Jodi Picoult and Samantha van Leer’s novel about literary escapism is now a musical at Second Stage Theatre.
Young Adult fiction is one of the most confounding genres in all of literature. Pick up a piece of YA, and you could be getting anything from a chapter book about making friends at summer camp to a racy drama about sex, drugs, and death. Between the Lines — the sweet fairytale-infused novel Jodi Picoult wrote with her then-teenage daughter Samantha van Leer back in 2012 — leans left of center on that scale. And in its new musical form, directed by Jeff Calhoun at Second Stage's Tony Kiser Theater, Between the Lines has set out on the harrowing quest to bring the gentler side of YA to theater audiences. Many before have tried. Most have failed.
In a world where ticket buyers seem to prefer the Dear Evan Hansens and Spring Awakenings to the Tuck Everlastings and Lightning Thiefs, the battle ahead for Between the Lines largely involves setting the right expectations and finding a core audience. But with so few musicals serving up teen angst without simultaneously carving up our insides, I heartily believe there is a hungry audience out there just waiting to answer the siren call of Elyssa Samsel and Kate Anderson's alternatingly charming and life-affirming score.
Arielle Jacobs, as our young protagonist Delilah, sings the show's biggest numbers with a vocal range that knows no bounds. There's an essence of Disney princess in her performance — perhaps a relic of her days flying around on Aladdin's magic carpet. But when she joins that pure-heartedness with the full power of her voice, it's truly thrilling, and will no doubt inspire many a teen belter to add her Act 1 closer, "A Whole New Story," to their repertoires.
Jacobs demurely introduces us to her book-wormy character in the opening number, "Another Chapter," a song that frames stories as Delilah's innocent drug of choice. Her life is peppered with complications: a single mother who slogs through life with financial woes and personal bitterness (the great Julia Murney, adding a bit of threatening energy to Delilah's home life); an absent father who started a new family with his yoga instructor; and torturous bullying at her new school, spearheaded by queen bee Allie McAndrews (played at my performance by Aubrey Matalon with villainous influencer energy). Joining Allie in her callous cool-kid posse are her airhead boyfriend, Ryan (Will Burton), an aloof hipster named Martin (Sean Stack), and closeted pretty girl Janice (Jerusha Cavazos).

◆ **Dataset excerpts**
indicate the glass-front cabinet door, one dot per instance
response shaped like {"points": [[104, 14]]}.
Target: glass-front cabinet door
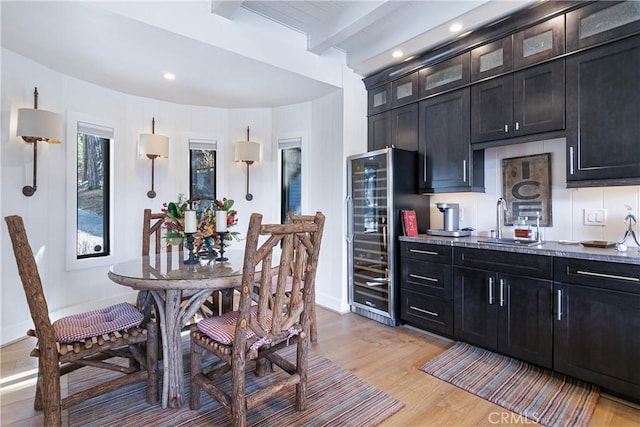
{"points": [[369, 231]]}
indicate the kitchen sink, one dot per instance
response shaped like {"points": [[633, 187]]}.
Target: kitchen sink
{"points": [[514, 242]]}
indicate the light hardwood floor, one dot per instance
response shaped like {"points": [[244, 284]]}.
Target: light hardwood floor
{"points": [[388, 358]]}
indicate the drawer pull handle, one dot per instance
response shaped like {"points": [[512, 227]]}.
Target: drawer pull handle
{"points": [[415, 276], [608, 276], [418, 251], [430, 313]]}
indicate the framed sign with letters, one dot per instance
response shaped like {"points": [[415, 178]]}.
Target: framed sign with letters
{"points": [[526, 186]]}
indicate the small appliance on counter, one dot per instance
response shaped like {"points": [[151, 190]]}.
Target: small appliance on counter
{"points": [[451, 213]]}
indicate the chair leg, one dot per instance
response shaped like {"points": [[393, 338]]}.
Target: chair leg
{"points": [[196, 368], [152, 363]]}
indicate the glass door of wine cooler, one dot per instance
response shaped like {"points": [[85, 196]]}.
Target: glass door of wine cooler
{"points": [[370, 237]]}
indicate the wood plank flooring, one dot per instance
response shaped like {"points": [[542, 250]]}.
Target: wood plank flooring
{"points": [[386, 357]]}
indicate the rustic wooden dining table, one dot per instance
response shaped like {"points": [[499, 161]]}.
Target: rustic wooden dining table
{"points": [[179, 291]]}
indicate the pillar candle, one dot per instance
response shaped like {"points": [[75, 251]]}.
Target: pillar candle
{"points": [[190, 222], [221, 221]]}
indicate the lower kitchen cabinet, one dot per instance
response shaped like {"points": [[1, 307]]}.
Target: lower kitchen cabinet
{"points": [[501, 310], [426, 287], [597, 326]]}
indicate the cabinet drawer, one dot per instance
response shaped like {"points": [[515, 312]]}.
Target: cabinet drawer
{"points": [[426, 311], [426, 252], [605, 275], [427, 277], [528, 265]]}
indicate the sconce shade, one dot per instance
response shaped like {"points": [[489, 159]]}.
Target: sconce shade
{"points": [[40, 125], [152, 144], [247, 151]]}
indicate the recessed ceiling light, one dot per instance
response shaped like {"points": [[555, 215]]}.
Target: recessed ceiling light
{"points": [[455, 28]]}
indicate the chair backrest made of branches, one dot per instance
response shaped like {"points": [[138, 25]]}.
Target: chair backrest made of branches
{"points": [[283, 311]]}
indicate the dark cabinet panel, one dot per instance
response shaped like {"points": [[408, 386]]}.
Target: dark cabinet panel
{"points": [[603, 130], [404, 90], [492, 59], [600, 22], [379, 98], [379, 134], [445, 149], [523, 103], [446, 75], [538, 43], [404, 127]]}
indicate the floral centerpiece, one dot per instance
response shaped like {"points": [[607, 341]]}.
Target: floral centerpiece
{"points": [[205, 235]]}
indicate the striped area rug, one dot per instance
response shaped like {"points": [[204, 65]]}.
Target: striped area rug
{"points": [[544, 396], [335, 397]]}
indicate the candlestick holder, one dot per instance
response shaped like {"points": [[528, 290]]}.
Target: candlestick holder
{"points": [[221, 236], [192, 259]]}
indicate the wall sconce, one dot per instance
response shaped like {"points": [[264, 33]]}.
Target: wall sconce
{"points": [[37, 125], [153, 146], [248, 152]]}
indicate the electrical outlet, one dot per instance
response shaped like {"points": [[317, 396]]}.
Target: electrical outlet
{"points": [[597, 217]]}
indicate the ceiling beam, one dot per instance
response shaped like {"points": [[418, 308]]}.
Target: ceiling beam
{"points": [[225, 8], [357, 17]]}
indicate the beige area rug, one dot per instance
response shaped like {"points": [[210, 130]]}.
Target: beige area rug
{"points": [[544, 396], [335, 397]]}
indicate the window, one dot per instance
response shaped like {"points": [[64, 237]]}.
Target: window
{"points": [[202, 168], [291, 176], [93, 187]]}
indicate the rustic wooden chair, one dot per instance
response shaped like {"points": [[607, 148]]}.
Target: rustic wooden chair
{"points": [[88, 339], [245, 338]]}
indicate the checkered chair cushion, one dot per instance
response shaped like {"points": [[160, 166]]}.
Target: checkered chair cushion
{"points": [[222, 328], [98, 322]]}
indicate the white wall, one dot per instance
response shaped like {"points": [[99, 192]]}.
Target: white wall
{"points": [[479, 210], [68, 291]]}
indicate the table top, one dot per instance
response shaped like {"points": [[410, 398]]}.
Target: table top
{"points": [[170, 272]]}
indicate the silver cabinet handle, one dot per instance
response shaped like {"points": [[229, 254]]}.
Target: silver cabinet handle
{"points": [[464, 171], [559, 292], [430, 313], [430, 279], [608, 276], [418, 251], [490, 290], [571, 160]]}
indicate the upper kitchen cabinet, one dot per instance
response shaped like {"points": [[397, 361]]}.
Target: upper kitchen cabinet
{"points": [[447, 163], [526, 102], [492, 59], [404, 90], [601, 22], [446, 75], [539, 43], [379, 98], [603, 130]]}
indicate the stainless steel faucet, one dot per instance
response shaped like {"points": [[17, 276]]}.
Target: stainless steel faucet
{"points": [[501, 203]]}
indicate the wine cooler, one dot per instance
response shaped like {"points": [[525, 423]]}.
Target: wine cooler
{"points": [[381, 184]]}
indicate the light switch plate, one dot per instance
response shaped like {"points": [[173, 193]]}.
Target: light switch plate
{"points": [[597, 217]]}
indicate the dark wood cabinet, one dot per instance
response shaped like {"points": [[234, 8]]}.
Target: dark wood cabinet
{"points": [[603, 129], [404, 127], [444, 76], [446, 161], [426, 291], [597, 326], [379, 134], [502, 302], [601, 22], [527, 102]]}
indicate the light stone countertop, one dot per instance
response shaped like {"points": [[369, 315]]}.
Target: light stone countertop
{"points": [[550, 248]]}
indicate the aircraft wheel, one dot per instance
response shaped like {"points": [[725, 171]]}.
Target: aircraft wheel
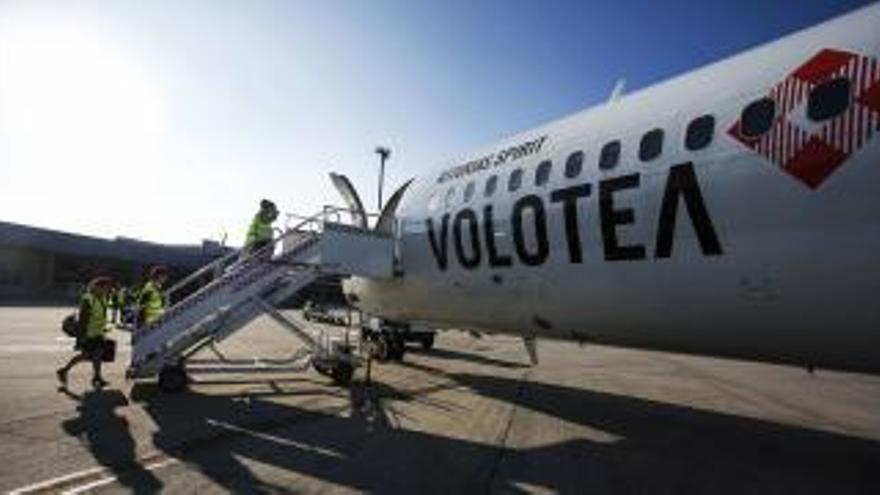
{"points": [[173, 379]]}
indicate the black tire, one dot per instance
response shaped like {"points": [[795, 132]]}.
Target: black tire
{"points": [[382, 349], [397, 348], [173, 379], [342, 374]]}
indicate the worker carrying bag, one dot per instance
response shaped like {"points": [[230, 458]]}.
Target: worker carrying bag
{"points": [[71, 327], [108, 351]]}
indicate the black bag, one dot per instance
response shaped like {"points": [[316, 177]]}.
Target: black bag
{"points": [[71, 327], [108, 351]]}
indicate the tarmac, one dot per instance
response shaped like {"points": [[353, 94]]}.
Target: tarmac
{"points": [[470, 416]]}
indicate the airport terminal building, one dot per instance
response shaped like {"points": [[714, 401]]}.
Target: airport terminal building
{"points": [[50, 266]]}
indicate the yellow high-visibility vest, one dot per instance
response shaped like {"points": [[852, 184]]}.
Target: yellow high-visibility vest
{"points": [[151, 302], [260, 230], [97, 326]]}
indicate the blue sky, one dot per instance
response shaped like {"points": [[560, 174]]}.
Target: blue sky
{"points": [[169, 120]]}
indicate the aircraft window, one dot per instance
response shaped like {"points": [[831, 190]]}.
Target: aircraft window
{"points": [[434, 202], [469, 191], [515, 180], [758, 117], [542, 173], [491, 186], [700, 132], [610, 155], [574, 164], [829, 99], [450, 197], [651, 146]]}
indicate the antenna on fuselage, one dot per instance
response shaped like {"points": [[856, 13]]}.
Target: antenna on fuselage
{"points": [[617, 92]]}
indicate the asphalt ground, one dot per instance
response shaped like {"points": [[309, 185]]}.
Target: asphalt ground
{"points": [[469, 416]]}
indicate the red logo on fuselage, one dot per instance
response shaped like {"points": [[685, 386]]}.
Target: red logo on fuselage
{"points": [[812, 151]]}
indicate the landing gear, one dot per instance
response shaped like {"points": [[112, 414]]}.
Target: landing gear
{"points": [[173, 379], [340, 371], [386, 345]]}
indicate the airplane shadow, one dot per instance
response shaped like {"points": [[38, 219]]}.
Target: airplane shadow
{"points": [[442, 353], [109, 439], [648, 447]]}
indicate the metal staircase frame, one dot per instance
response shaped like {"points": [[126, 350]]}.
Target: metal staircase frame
{"points": [[224, 296]]}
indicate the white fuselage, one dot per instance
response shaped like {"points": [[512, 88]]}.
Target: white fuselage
{"points": [[766, 247]]}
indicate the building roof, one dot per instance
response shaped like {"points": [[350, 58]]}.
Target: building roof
{"points": [[120, 248]]}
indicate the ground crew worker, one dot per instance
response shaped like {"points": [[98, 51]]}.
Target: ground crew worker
{"points": [[117, 299], [259, 233], [151, 304], [92, 320]]}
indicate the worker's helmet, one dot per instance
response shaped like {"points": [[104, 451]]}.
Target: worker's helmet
{"points": [[269, 209], [158, 270], [100, 282]]}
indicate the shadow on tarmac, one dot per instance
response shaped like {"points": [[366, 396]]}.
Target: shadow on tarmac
{"points": [[652, 447], [108, 438], [442, 353]]}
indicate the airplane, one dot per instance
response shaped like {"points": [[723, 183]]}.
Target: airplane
{"points": [[732, 211]]}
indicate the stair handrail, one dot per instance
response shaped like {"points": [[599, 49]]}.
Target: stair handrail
{"points": [[217, 266]]}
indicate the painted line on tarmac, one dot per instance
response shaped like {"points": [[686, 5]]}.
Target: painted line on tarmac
{"points": [[85, 480], [113, 478], [275, 439]]}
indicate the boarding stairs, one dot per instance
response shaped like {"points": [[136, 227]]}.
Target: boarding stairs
{"points": [[224, 296]]}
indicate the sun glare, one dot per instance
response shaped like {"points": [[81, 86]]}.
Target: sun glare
{"points": [[69, 97]]}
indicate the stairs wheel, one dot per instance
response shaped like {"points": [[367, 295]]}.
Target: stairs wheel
{"points": [[382, 349], [173, 379], [342, 373], [397, 348]]}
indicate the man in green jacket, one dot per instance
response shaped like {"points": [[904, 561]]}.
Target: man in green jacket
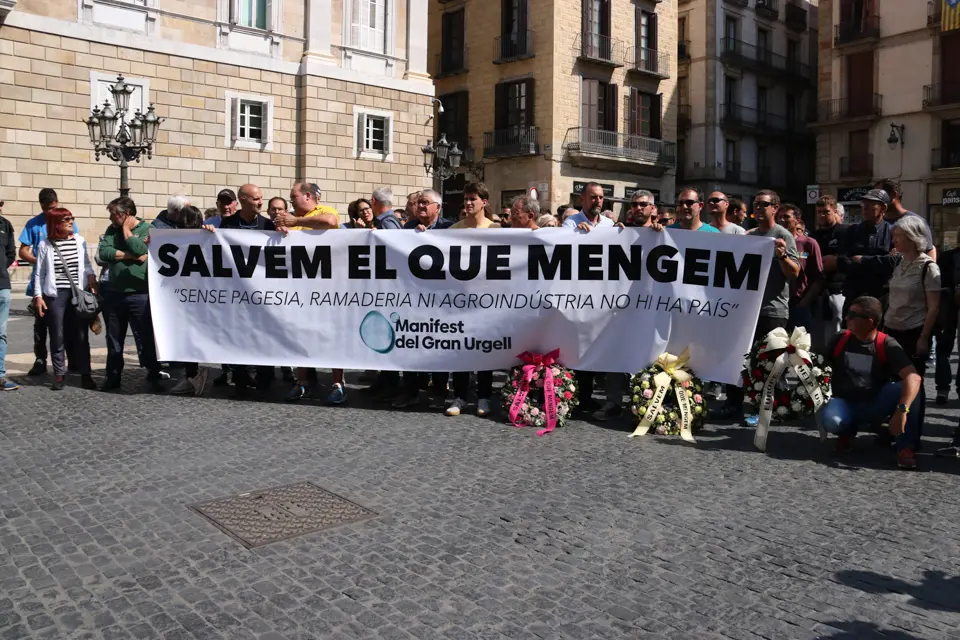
{"points": [[125, 295]]}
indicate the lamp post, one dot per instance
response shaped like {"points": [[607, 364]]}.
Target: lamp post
{"points": [[441, 161], [122, 139]]}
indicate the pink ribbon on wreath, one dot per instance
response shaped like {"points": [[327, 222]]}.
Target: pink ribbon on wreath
{"points": [[533, 362]]}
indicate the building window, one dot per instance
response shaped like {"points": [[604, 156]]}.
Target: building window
{"points": [[368, 24], [452, 42], [373, 139], [100, 92], [249, 121], [598, 105], [644, 118]]}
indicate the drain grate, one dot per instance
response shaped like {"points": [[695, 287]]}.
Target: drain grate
{"points": [[260, 517]]}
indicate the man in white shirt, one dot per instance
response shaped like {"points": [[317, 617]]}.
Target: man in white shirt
{"points": [[591, 213]]}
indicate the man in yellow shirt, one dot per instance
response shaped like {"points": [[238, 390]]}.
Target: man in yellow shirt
{"points": [[308, 214]]}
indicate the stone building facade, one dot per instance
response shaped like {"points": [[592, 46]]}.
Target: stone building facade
{"points": [[889, 64], [747, 84], [336, 92], [552, 94]]}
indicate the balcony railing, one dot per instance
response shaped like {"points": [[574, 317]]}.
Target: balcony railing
{"points": [[684, 120], [934, 13], [946, 158], [594, 47], [513, 46], [863, 28], [937, 95], [844, 108], [513, 141], [651, 62], [448, 65], [796, 16], [735, 115], [855, 166], [613, 144], [747, 55], [768, 8]]}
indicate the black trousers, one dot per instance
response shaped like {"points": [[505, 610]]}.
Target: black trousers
{"points": [[62, 321], [461, 384], [765, 324]]}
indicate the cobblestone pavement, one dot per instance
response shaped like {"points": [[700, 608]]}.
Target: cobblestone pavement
{"points": [[484, 531]]}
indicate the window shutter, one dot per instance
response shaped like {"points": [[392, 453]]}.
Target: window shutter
{"points": [[500, 108], [610, 108], [656, 104], [234, 119], [528, 116], [267, 123]]}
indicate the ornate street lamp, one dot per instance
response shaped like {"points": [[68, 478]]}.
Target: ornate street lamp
{"points": [[122, 139]]}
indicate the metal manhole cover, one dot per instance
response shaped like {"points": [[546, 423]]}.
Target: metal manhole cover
{"points": [[261, 517]]}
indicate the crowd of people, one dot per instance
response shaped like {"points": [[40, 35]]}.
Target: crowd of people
{"points": [[875, 295]]}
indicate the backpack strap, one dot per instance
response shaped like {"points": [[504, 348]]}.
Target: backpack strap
{"points": [[881, 346], [842, 343]]}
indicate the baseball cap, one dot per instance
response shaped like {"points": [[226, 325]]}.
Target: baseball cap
{"points": [[877, 195]]}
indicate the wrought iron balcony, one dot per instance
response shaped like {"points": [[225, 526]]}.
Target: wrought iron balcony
{"points": [[650, 62], [593, 47], [845, 108], [860, 165], [684, 120], [946, 158], [735, 116], [591, 145], [796, 16], [938, 95], [863, 28], [768, 9], [737, 52], [513, 141], [449, 64], [513, 46], [934, 13]]}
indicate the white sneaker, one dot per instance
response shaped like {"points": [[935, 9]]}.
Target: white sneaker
{"points": [[184, 388], [483, 407], [458, 405], [200, 381]]}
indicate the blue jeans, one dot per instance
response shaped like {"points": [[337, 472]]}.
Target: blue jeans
{"points": [[4, 315], [842, 417]]}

◆ **Questions**
1. Sum up the review of the Between the Lines musical in two sentences.
2. Answer these questions from the review of the Between the Lines musical:
(a) Who directed the musical?
(b) What song closes Act 1?
(c) Who plays Delilah's mother?
3. Copy the part of the review of the Between the Lines musical starting with "In a world where" and going on through "and life-affirming score.".

◆ **Results for each task**
1. Between the Lines, the 2012 novel Jodi Picoult wrote with her then-teenage daughter Samantha van Leer, is now a musical directed by Jeff Calhoun at Second Stage, and its challenge is to set the right expectations and find a core audience for the gentler side of YA. Arielle Jacobs plays Delilah, a bookworm facing a bitter single mother, an absent father and bullying at her new school, and she sings the show's biggest numbers with a vocal range that knows no bounds.

2.
(a) Jeff Calhoun
(b) "A Whole New Story"
(c) Julia Murney

3.
In a world where ticket buyers seem to prefer the Dear Evan Hansens and Spring Awakenings to the Tuck Everlastings and Lightning Thiefs, the battle ahead for Between the Lines largely involves setting the right expectations and finding a core audience. But with so few musicals serving up teen angst without simultaneously carving up our insides, I heartily believe there is a hungry audience out there just waiting to answer the siren call of Elyssa Samsel and Kate Anderson's alternatingly charming and life-affirming score.